AIM: Repeat word for word the part of the inequality question below that lies between "where $\lambda_i,\sigma_i,r,S_0$ all" and "help is appreciated!", inclusive.

SOURCE PASSAGE:
● ● ● ● ● ● ●
# How can I prove this inequality?

I have a pretty nasty looking function

$$\sigma (t,y) = \sqrt{\frac{\sum_{i=1}^N \lambda_i \sigma_i \exp \left (-\frac{1}{2 t \sigma_i^2}\left(\ln{\frac{y}{S_0}} - \left(r - \frac{\sigma_i^2}{2} \right)t \right)^2\right )}{\sum_{i=1}^N \frac{\lambda_i}{\sigma_i} \exp \left (-\frac{1}{2 t \sigma_i^2}\left(\ln{\frac{y}{S_0}} - \left(r - \frac{\sigma_i^2}{2} \right)t \right)^2\right ) }}$$

where $\lambda_i,\sigma_i,r,S_0$ all are strictly positive constants. I also know that $0< \alpha \leq \sigma(t,y) \leq \beta$. In other words $\sigma(t,y)$ is bounded from above by a constant and bounded away from zero by a constant. I am trying to prove that this function $\sigma(t,y)$ satisfies $$|\sigma(t,x)x-\sigma(t,y)y| \leq L|x-y|, \quad \forall x,y >0,$$ where $L$ is a constant. This follows immediately by the mean value theorem if I can prove that $$\left|\frac{\partial \sigma}{\partial y}(t,y)\right| \leq C,$$ but I cannot seem to prove this. Any help is appreciated!
● ● ● ● ● ● ●
DATA SEGMENT:
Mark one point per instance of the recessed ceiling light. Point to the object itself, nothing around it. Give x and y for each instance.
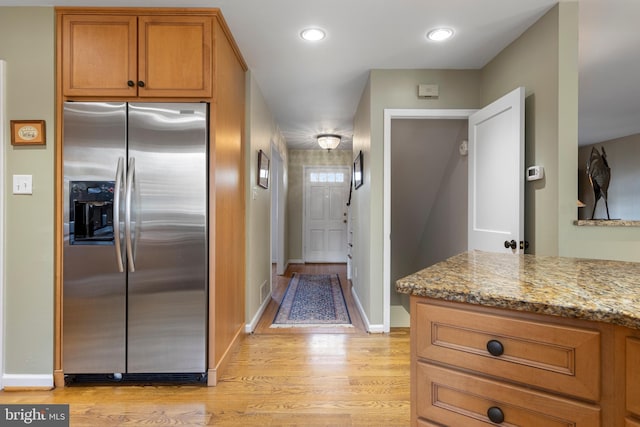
(440, 34)
(312, 34)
● ● ● ● ● ● ●
EXERCISE OUTPUT:
where $\lambda_i,\sigma_i,r,S_0$ all are strictly positive constants. I also know that $0< \alpha \leq \sigma(t,y) \leq \beta$. In other words $\sigma(t,y)$ is bounded from above by a constant and bounded away from zero by a constant. I am trying to prove that this function $\sigma(t,y)$ satisfies $$|\sigma(t,x)x-\sigma(t,y)y| \leq L|x-y|, \quad \forall x,y >0,$$ where $L$ is a constant. This follows immediately by the mean value theorem if I can prove that $$\left|\frac{\partial \sigma}{\partial y}(t,y)\right| \leq C,$$ but I cannot seem to prove this. Any help is appreciated!